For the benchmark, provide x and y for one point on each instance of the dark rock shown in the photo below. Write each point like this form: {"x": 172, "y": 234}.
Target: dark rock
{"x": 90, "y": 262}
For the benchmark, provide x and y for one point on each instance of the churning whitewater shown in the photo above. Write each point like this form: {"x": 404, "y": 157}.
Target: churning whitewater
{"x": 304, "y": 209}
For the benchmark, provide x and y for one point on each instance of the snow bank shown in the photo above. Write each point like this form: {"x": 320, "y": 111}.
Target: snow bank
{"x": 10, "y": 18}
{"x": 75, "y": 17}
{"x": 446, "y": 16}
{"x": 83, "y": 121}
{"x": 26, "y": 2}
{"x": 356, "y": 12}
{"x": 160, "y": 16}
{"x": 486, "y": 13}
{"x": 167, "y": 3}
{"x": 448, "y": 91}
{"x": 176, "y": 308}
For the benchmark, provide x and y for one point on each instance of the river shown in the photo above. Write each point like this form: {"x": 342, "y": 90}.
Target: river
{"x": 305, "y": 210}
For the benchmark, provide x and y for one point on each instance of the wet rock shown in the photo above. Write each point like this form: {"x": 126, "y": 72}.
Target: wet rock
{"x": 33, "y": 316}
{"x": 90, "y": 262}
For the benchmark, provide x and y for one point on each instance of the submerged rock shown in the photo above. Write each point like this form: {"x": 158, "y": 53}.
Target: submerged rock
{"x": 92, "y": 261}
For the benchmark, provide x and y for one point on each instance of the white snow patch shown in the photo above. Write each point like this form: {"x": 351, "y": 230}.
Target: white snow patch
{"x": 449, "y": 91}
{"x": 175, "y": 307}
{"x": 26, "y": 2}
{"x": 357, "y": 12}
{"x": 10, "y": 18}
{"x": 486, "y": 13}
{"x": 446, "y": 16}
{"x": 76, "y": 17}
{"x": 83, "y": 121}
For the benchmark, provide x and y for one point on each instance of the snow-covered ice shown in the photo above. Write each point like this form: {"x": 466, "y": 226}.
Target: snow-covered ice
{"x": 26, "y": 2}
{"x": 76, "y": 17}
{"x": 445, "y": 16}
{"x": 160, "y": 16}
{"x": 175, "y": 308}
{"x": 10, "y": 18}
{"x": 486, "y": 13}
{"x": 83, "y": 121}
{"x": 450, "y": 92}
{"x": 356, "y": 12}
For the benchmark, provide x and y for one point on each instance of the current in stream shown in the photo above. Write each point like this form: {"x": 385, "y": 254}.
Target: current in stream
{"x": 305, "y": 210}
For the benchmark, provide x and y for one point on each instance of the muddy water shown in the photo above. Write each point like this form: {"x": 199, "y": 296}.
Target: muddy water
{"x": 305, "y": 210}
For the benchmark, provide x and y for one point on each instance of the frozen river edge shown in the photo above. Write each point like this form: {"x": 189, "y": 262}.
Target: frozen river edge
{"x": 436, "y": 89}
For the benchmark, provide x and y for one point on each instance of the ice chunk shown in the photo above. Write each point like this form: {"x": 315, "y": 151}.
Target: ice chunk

**Exercise prompt:**
Quote exactly the line containing "of the white" and every later line through the end of the listing, and no other lines.

**Correct result:**
For the benchmark, provide x and y for one point on each instance of the white snow patch shown in the photo above. Write each point like this form: {"x": 351, "y": 230}.
Target: white snow patch
{"x": 449, "y": 91}
{"x": 175, "y": 307}
{"x": 26, "y": 2}
{"x": 357, "y": 12}
{"x": 10, "y": 18}
{"x": 486, "y": 13}
{"x": 446, "y": 16}
{"x": 76, "y": 17}
{"x": 83, "y": 121}
For the benchmark, provide x and y for one point on each instance of the snow-covered ice shown in the photo above. Write each point like this form: {"x": 466, "y": 226}.
Target: snow-covered ice
{"x": 26, "y": 2}
{"x": 76, "y": 17}
{"x": 445, "y": 16}
{"x": 160, "y": 16}
{"x": 175, "y": 308}
{"x": 10, "y": 18}
{"x": 486, "y": 13}
{"x": 83, "y": 121}
{"x": 450, "y": 92}
{"x": 356, "y": 12}
For the benchmark, provide x and y for one point on each instance of the current in stream shown in the photo above. Write each point like this form: {"x": 385, "y": 254}.
Target: current in stream
{"x": 305, "y": 210}
For the benchmark, provide x and y for one point on each instance of the muddy water shown in the photo above. Write each point like this form: {"x": 199, "y": 296}.
Target: muddy water
{"x": 305, "y": 210}
For the benchmark, provide x and y for one point on each instance of the frozen river edge shown in the photo above. Write each point like this form: {"x": 189, "y": 262}.
Target: frozen river edge
{"x": 436, "y": 89}
For the benchmark, provide x and y for one point on each instance of the ice chunk shown in the photo above. Write each point like this form: {"x": 315, "y": 151}.
Target: ice chunk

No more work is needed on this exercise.